◆ **Work to complete**
Can you set out everything from the start of the entries below down to the line containing "x=141, y=132", with both ends included, as a numbered list without blank lines? Leave the pictures out.

◆ **Data for this exercise**
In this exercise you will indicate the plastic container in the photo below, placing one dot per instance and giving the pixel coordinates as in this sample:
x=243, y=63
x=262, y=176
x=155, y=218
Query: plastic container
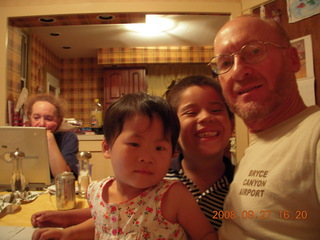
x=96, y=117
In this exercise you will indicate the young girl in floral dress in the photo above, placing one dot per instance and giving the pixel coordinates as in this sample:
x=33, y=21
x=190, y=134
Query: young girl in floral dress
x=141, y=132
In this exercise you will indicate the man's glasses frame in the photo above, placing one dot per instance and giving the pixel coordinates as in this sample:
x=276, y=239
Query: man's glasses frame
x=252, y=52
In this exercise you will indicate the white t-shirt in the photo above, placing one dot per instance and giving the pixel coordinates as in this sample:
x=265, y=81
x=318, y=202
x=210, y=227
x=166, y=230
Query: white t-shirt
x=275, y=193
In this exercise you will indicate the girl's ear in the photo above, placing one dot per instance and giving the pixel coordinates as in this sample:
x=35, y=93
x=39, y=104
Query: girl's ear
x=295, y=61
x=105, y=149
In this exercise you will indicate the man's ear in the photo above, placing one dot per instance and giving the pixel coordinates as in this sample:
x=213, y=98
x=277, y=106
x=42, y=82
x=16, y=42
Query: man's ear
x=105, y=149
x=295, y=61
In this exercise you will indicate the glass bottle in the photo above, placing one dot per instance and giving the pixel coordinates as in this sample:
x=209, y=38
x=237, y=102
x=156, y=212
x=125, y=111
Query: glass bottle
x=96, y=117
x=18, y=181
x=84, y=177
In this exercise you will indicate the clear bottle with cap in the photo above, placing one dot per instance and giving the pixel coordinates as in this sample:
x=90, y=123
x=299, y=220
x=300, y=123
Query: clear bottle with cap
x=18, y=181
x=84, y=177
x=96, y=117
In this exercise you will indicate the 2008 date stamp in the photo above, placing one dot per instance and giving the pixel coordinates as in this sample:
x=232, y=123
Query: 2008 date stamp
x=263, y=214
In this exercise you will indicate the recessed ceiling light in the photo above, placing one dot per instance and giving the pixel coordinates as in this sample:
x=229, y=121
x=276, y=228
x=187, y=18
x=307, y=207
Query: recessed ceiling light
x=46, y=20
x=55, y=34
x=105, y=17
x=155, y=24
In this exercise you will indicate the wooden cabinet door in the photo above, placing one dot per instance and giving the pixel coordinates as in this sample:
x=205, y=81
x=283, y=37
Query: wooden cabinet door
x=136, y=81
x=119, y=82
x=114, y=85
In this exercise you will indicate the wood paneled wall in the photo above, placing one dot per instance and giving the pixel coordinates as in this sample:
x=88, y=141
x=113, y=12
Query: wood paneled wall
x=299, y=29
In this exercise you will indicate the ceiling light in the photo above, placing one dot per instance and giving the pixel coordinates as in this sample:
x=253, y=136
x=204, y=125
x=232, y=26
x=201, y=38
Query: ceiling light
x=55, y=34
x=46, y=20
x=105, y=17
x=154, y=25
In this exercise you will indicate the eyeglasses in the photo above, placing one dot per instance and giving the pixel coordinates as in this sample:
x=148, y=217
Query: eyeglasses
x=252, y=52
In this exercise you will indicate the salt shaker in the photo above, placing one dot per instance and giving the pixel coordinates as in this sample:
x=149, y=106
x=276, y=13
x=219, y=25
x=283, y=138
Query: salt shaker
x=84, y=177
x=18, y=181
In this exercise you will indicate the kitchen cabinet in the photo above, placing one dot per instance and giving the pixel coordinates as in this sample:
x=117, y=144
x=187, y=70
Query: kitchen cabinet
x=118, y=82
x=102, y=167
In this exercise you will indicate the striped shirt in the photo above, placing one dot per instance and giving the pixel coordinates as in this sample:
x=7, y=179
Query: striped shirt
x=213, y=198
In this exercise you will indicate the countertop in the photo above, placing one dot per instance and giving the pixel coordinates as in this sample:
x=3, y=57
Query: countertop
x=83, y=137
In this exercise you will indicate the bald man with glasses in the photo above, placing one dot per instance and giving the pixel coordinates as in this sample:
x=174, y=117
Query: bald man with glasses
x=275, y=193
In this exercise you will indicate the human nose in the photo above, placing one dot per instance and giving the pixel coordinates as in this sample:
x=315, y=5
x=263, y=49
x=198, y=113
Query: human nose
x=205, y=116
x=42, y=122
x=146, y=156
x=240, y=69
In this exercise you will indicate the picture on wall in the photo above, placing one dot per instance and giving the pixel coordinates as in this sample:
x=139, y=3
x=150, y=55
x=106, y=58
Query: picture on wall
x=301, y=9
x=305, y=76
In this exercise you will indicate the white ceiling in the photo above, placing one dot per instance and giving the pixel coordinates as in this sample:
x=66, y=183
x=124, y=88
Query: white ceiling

◆ **Written response**
1. In this exercise you will indicate the plastic container in the photo below, placing one dot per instance and giving the pixel coordinates as in this sample:
2. x=243, y=63
3. x=262, y=176
4. x=155, y=218
5. Query: plastic container
6. x=96, y=117
7. In this exercise you will indicate the young girl in floral dress in the photo above, placing one dot per instance and giving the pixel coordinates as in this sample:
8. x=33, y=21
9. x=190, y=134
10. Query: young girl in floral dress
11. x=141, y=132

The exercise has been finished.